> _Excerpt to read_

________________

The paradox of the superfluous man


This time, I thought I would write about something that we all know and talk about between ourselves, but very rarely do we set these debates in motion, and it seems to me that we should finally do so.


The sport of archery is first and foremost a sport for everyone, there are no age or physical limitations to it, and the only constraints faced by archers are in their minds. I won't go into detail here, further down in the magazine you will read a great article by David McCaffrey about tackling limitations. Today I would like to address the one restraint that we all knew how to handle and ought to deal with - regardless of age or ability, everyone is perfectly equipped to address this annoying phenomenon.


But let's start from the very outset… We all began out once, each of us has learnt how to interact with our fellow competitors - we operate here on many levels: personal (including our sympathies and prejudices), sporting (at club, federation and inter-federation capacity), and the most important, from our point of view, the inner introvert dimension where exist such manifestations as self-esteem (with sense of pride and humiliation) the healthy and unhealthy urge to compete, plus all those shadows compelling man to shape the fate in his own fashion and to his peril.

________________

> _Raw data_
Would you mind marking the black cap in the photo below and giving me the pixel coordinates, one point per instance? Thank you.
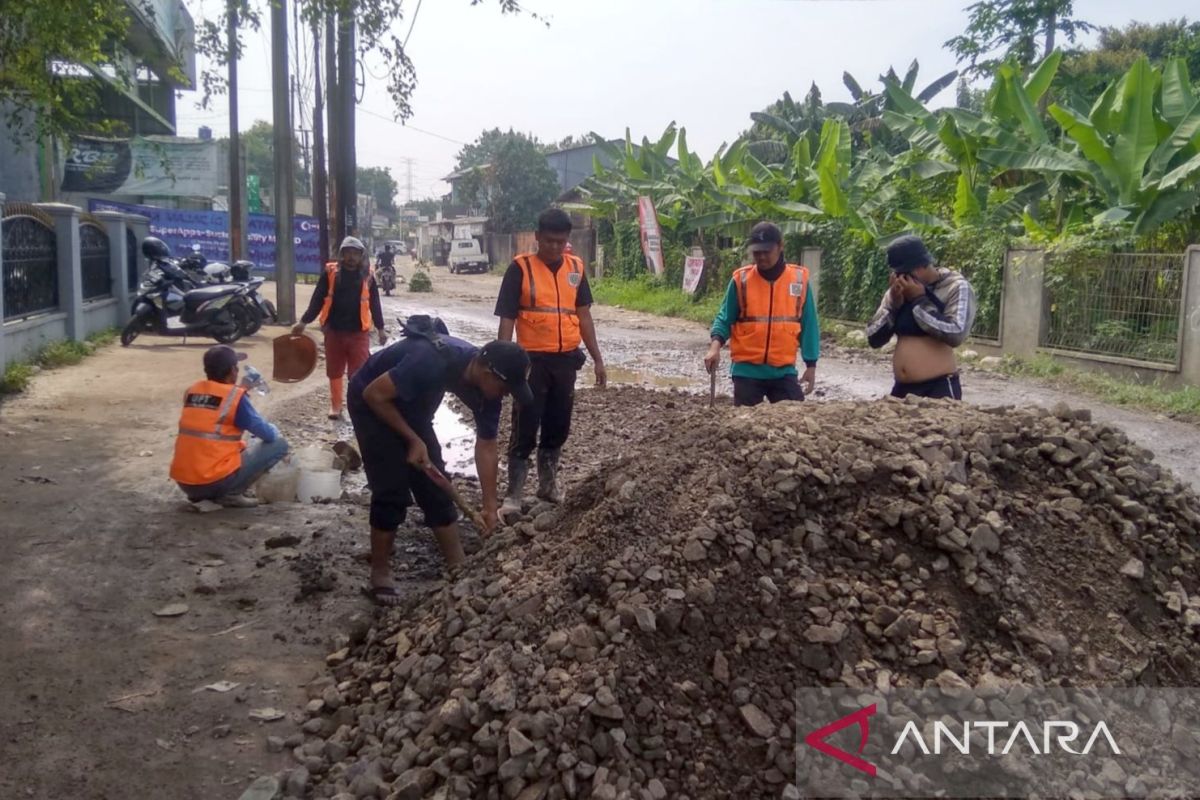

________________

> _Job_
In the archery editorial, why does the writer choose not to go into detail about the constraints archers face? Answer in one to three sentences. The material that comes after the archery editorial is separate from it.

> _Written reply_
The writer leaves out the detail because readers will find a great article by David McCaffrey about tackling limitations further down in the same magazine.